### Objectif
Ces trois affirmations concordent-elles avec le texte sur l’apprentissage ? Pour chacune, répondez par oui ou non et citez mot pour mot les mots du texte qui tranchent.
1. Plus d’un millier de personnes sont venues écouter Manfred Spitzer à Schwäbisch Gmünd.
2. Le public dispose d’une demi-heure pour noter ses souvenirs de mathématiques.
3. Selon Manfred Spitzer, le cerveau ne sait rien faire d’autre qu’apprendre.

As-tu déjà fait une erreur aujourd’hui ?

  

La confiance en soi et le sentiment d’appartenance à un groupe sont essentiels pour bien apprendre et réussir dans la société moderne.

De Reinhard Kahl

« On va vous distribuer une feuille format A4. » Manfred Spitzer, psychiatre et spécialiste du cerveau, prend soudain un ton très docte. Son public de la salle municipale de Schwäbisch Gmünd, en Allemagne, est tout à coup mal à l’aise. Plus d’un millier de personnes sont venues. « Vous avez un quart d’heure pour noter ce dont vous vous souvenez de vos cours de maths du lycée. » Manfred Spitzer est un des grands pontes de la recherche moderne sur les méthodes d’apprentissage. Certes, il sollicite son auditoire, mais personne ne s’attendait à se voir testé sur ses connaissances en maths.


« Le cerveau garde les traces de ce qu’il a appris. »

Très vite, le Professeur se met à sourire. La salle réagit en riant de soulagement. C’est vrai, il ne faut pas un quart d’heure pour rassembler ses souvenirs de calculs vectoriels et de probabilités. Pas besoin non plus d’une feuille format A4 : une boîte d’allumettes ferait largement l’affaire. Mais quand un grand professeur fait une démonstration, personne ne serait prêt à l’admettre. Avons-nous tous perdu notre soif de connaissances, à force de dissimuler nos lacunes quand nous étions encore des élèves ? La leçon retenue sur les bancs de l’école est qu’il vaut mieux avoir l’air intelligent que de poser des questions stupides. Or, c’est précisément l’ignorance qui donne envie d’apprendre. Beaucoup d’établissements scolaires jouent encore au jeu d’un monde qui serait figé et aurait réponse à tout. Les enfants, pour leur part, vont aussi volontiers à l’école que chez le dentiste. Après des années de cours, ils sont soulagés de tout laisser derrière eux et oublient ce que c’est d’apprendre. Enfin, ce n’est pas tout à fait le cas. « Le cerveau ne sait rien faire d’autre qu’apprendre, » déclare Manfred Spitzer avant d’ajouter : « Chaque cerveau garde les traces de ce qu’il a appris. »

Tout dépend de l’ambiance...

### Données fournies
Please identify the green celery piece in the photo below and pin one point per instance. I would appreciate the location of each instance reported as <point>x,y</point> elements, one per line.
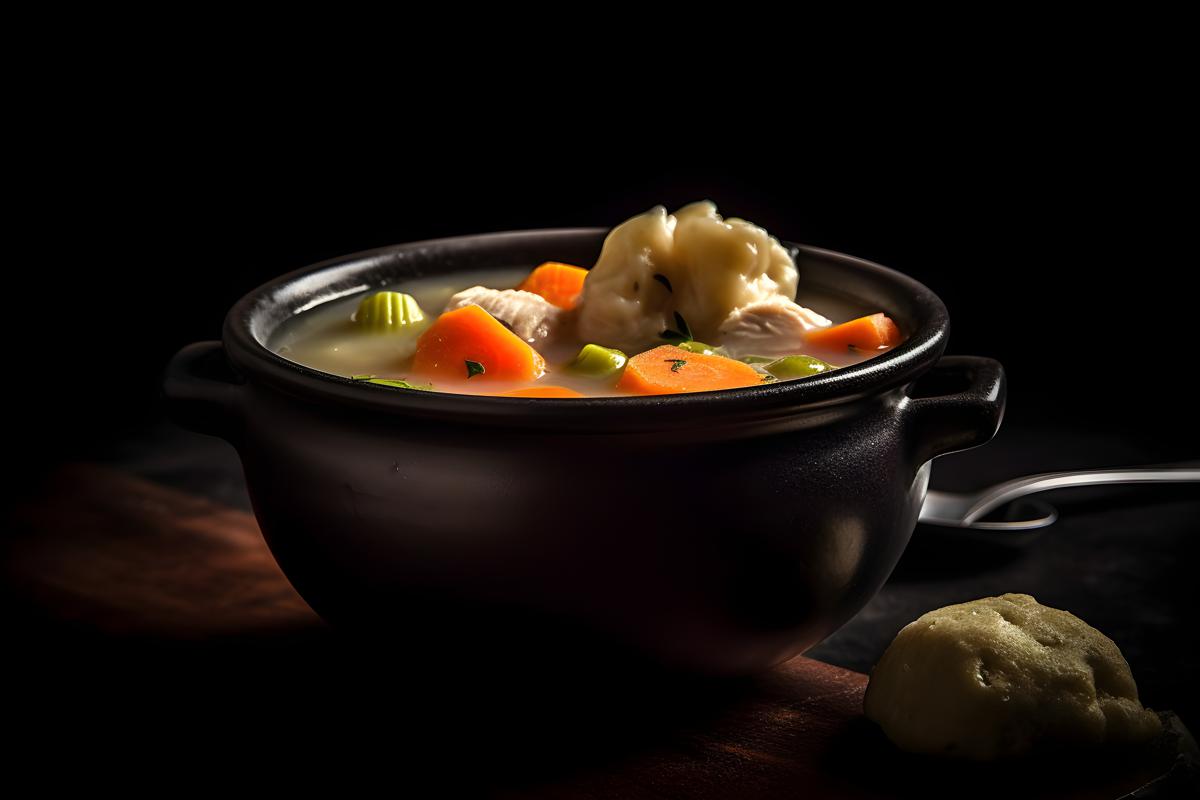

### Bonne réponse
1. Oui : « Plus d’un millier de personnes sont venues. »
2. Non : « Vous avez un quart d’heure pour noter ce dont vous vous souvenez de vos cours de maths du lycée. »
3. Oui : « Le cerveau ne sait rien faire d’autre qu’apprendre »